Transcribe only the part of the listing below that begins at the line containing "Provide the pixel coordinates of one point on the gray" and runs to its final line, keeping both ends.

+ + + +

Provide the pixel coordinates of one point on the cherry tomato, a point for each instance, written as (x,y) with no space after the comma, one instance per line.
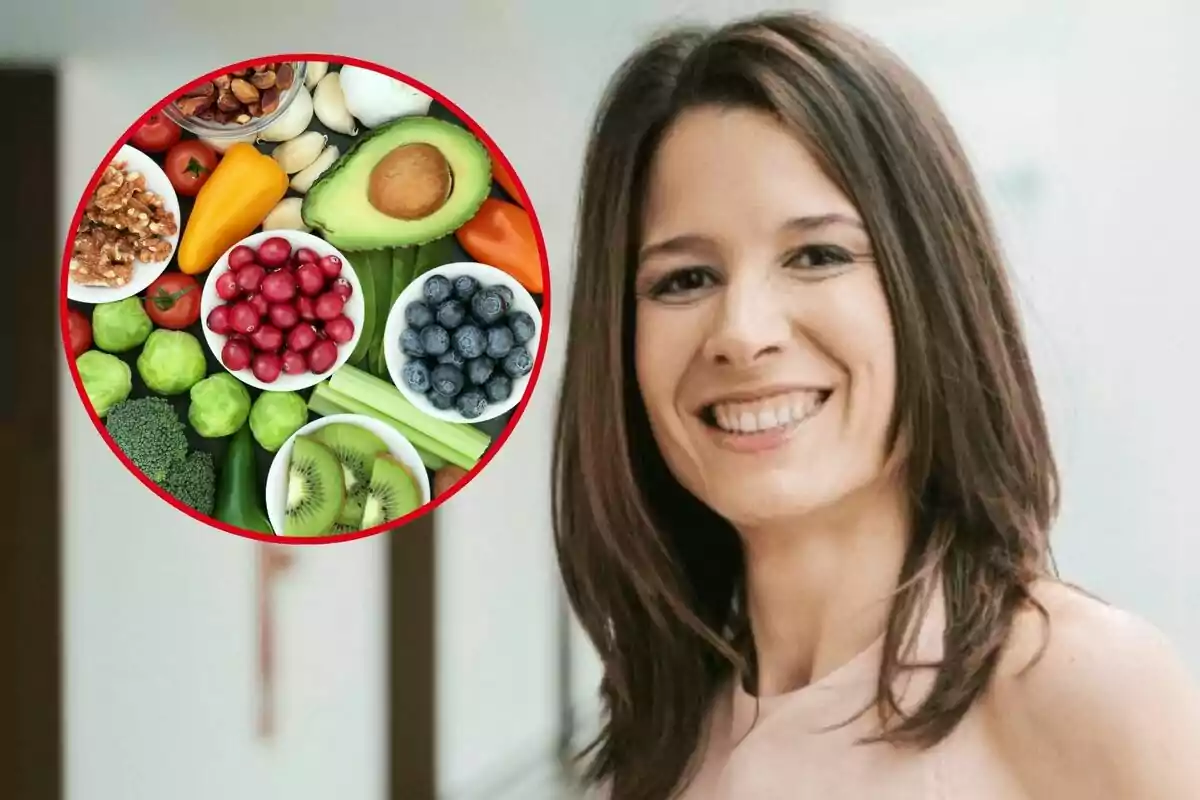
(189,166)
(174,301)
(156,134)
(81,332)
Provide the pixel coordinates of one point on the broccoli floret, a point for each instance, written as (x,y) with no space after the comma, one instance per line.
(193,482)
(150,433)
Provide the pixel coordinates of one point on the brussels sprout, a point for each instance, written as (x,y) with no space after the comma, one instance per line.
(120,326)
(106,378)
(276,416)
(172,362)
(220,405)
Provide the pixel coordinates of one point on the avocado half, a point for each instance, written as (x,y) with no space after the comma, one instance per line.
(337,205)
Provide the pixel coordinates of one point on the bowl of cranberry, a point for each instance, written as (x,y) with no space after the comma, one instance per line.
(282,310)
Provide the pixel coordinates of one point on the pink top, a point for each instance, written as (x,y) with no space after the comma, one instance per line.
(786,755)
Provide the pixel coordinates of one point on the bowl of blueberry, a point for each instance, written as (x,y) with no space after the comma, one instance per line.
(461,342)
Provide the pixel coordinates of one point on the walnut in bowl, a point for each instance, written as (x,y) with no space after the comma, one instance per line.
(240,102)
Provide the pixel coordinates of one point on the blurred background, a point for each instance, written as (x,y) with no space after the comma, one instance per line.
(439,662)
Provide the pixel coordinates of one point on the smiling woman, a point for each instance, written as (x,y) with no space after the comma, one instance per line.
(804,483)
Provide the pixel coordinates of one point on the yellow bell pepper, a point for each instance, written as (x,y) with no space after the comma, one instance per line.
(238,196)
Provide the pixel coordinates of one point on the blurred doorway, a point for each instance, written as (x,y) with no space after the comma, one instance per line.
(30,762)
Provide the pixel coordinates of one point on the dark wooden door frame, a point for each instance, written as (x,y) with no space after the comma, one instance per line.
(412,656)
(30,536)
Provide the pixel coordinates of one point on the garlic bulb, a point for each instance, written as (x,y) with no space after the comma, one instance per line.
(297,154)
(329,104)
(287,216)
(304,180)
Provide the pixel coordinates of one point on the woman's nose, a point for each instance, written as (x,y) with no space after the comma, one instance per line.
(750,323)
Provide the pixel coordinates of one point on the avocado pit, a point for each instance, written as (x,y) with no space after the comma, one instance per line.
(411,182)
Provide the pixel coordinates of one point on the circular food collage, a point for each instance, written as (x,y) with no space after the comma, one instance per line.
(305,299)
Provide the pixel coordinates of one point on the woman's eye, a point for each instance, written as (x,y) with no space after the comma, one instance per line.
(681,282)
(820,257)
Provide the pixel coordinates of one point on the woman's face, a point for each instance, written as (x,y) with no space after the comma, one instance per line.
(763,347)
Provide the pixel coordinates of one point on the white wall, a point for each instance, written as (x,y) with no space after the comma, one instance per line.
(1097,104)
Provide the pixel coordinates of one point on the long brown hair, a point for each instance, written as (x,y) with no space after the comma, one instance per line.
(651,571)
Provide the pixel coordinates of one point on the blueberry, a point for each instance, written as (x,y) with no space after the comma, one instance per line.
(487,305)
(453,358)
(480,370)
(507,294)
(450,314)
(522,326)
(469,342)
(498,389)
(418,314)
(447,379)
(472,403)
(435,340)
(517,362)
(499,342)
(465,287)
(437,289)
(439,401)
(411,343)
(417,376)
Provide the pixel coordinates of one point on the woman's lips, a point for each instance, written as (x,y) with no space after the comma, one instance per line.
(762,423)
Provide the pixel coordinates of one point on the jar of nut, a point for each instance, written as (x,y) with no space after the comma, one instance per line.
(239,103)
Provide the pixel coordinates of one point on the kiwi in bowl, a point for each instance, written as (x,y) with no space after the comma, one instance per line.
(343,474)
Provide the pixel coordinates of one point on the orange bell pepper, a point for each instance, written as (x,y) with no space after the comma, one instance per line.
(238,196)
(505,180)
(502,235)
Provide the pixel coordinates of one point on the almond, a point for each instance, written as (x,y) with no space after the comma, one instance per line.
(245,91)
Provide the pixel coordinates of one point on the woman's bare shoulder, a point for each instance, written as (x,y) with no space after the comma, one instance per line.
(1096,705)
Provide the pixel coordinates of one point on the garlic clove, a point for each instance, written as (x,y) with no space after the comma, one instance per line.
(297,154)
(287,216)
(329,104)
(304,180)
(293,121)
(315,72)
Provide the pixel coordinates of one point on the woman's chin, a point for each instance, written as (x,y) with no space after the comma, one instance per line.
(763,500)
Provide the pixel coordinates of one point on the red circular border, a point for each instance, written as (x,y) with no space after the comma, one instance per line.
(493,151)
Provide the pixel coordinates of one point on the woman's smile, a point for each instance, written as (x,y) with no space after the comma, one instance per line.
(761,420)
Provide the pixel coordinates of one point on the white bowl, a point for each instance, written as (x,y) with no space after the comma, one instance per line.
(354,308)
(396,358)
(397,445)
(143,274)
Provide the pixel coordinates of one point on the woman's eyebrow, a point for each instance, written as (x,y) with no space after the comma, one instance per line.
(815,222)
(694,242)
(675,245)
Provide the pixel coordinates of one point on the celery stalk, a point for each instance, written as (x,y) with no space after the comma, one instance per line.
(384,397)
(325,402)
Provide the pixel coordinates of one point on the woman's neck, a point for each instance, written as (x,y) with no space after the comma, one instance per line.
(819,590)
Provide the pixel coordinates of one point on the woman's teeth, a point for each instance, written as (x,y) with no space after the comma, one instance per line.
(766,414)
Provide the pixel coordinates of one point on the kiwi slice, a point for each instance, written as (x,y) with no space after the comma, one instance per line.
(391,493)
(357,450)
(316,489)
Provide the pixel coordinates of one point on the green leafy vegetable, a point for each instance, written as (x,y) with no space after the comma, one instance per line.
(361,264)
(220,405)
(172,362)
(435,455)
(106,379)
(238,494)
(276,416)
(150,434)
(120,326)
(433,254)
(193,482)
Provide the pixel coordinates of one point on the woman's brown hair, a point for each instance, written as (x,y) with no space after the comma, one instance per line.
(651,571)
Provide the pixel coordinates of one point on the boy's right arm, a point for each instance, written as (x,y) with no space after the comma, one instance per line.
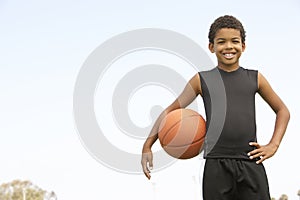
(190,92)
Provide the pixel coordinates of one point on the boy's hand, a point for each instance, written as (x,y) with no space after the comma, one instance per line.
(263,152)
(147,162)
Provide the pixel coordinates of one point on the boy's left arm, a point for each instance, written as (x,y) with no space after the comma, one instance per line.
(282,118)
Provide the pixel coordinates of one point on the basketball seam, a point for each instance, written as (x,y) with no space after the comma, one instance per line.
(165,135)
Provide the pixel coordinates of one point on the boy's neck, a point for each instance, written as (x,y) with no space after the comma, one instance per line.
(228,68)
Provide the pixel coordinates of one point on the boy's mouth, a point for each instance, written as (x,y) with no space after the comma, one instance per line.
(228,55)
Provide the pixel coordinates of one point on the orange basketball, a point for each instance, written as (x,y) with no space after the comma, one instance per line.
(181,133)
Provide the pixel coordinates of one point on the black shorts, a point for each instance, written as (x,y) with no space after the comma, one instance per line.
(234,179)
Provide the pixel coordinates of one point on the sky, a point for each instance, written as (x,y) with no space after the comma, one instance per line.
(45,47)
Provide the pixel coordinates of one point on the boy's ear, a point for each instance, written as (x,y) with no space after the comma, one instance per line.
(211,47)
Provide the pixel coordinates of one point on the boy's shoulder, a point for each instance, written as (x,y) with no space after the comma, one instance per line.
(216,69)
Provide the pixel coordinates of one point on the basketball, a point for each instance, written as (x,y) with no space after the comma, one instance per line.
(181,133)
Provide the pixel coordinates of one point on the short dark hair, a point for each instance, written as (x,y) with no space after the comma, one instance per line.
(226,21)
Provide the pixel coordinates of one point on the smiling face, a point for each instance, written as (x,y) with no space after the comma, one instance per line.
(228,47)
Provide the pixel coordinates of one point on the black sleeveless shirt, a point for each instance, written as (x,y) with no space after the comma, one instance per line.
(229,101)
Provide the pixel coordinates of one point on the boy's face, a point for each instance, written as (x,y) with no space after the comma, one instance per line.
(228,47)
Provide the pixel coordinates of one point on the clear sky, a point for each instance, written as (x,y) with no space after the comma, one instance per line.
(43,46)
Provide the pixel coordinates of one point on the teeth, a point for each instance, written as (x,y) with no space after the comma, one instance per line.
(228,55)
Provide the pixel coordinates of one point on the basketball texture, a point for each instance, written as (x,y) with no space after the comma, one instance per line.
(181,133)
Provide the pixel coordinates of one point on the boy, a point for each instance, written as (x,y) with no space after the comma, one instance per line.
(232,155)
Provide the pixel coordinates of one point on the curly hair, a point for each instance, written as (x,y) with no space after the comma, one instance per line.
(226,21)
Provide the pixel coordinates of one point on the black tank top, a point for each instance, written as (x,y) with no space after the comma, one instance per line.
(229,101)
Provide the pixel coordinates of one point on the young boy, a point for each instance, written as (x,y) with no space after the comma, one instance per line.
(233,158)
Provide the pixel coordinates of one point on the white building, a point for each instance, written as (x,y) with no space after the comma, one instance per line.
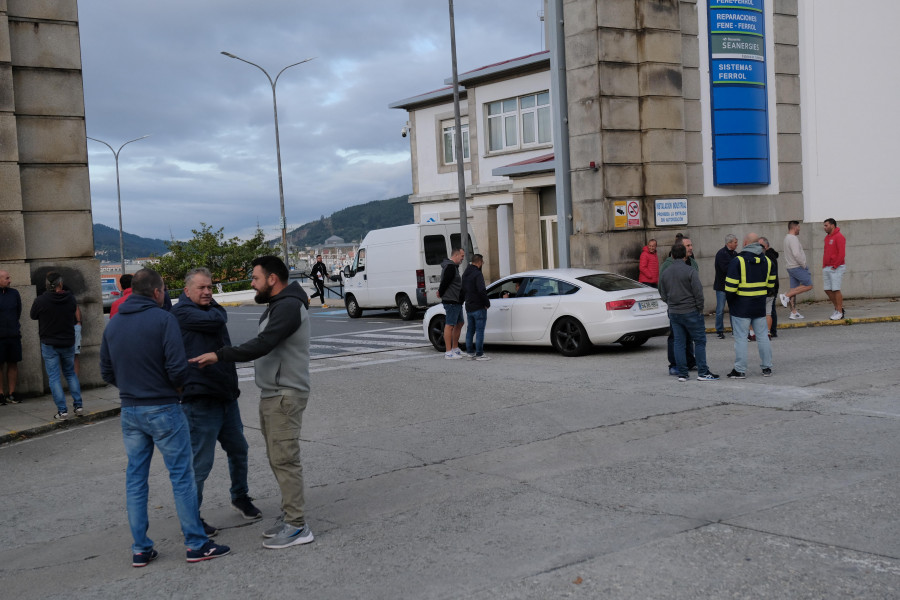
(508,158)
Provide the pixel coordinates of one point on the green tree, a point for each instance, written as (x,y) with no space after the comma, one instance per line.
(227,260)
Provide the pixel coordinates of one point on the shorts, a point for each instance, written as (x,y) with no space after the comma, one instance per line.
(832,277)
(10,350)
(799,276)
(453,314)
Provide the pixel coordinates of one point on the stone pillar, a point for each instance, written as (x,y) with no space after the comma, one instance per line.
(527,226)
(484,225)
(46,203)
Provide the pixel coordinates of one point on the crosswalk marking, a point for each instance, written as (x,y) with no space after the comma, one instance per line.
(351,350)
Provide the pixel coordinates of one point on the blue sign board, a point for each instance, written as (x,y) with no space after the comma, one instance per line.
(737,70)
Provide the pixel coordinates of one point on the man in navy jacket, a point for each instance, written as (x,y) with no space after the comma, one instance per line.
(210,395)
(10,336)
(477,303)
(142,354)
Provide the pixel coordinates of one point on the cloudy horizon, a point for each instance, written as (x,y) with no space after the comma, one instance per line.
(155,68)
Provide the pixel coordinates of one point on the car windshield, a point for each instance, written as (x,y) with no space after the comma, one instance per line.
(610,282)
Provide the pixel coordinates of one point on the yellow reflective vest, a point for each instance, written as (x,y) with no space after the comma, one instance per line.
(747,283)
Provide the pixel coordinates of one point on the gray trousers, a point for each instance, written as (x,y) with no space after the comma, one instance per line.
(280,418)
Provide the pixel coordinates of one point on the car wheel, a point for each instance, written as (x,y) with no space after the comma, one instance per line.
(352,305)
(634,342)
(436,333)
(407,310)
(569,337)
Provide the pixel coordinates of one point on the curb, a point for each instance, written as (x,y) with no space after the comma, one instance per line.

+ + + +

◆ **Complete answer**:
Provide the pixel coordinates of one point on the gray trousers, a point for each instance, written as (x,y) with no space after the comma, one instance per line.
(280,418)
Provide the pixel coordinates of one point on the car wheel, a point for each instance, written as (x,y) with no space after the comma, one instance per line.
(352,305)
(634,342)
(436,333)
(407,310)
(569,337)
Provide the pixel coordinates of one point on the curb, a point for each instance, written as (x,y) with no space after the comma, one instance per line.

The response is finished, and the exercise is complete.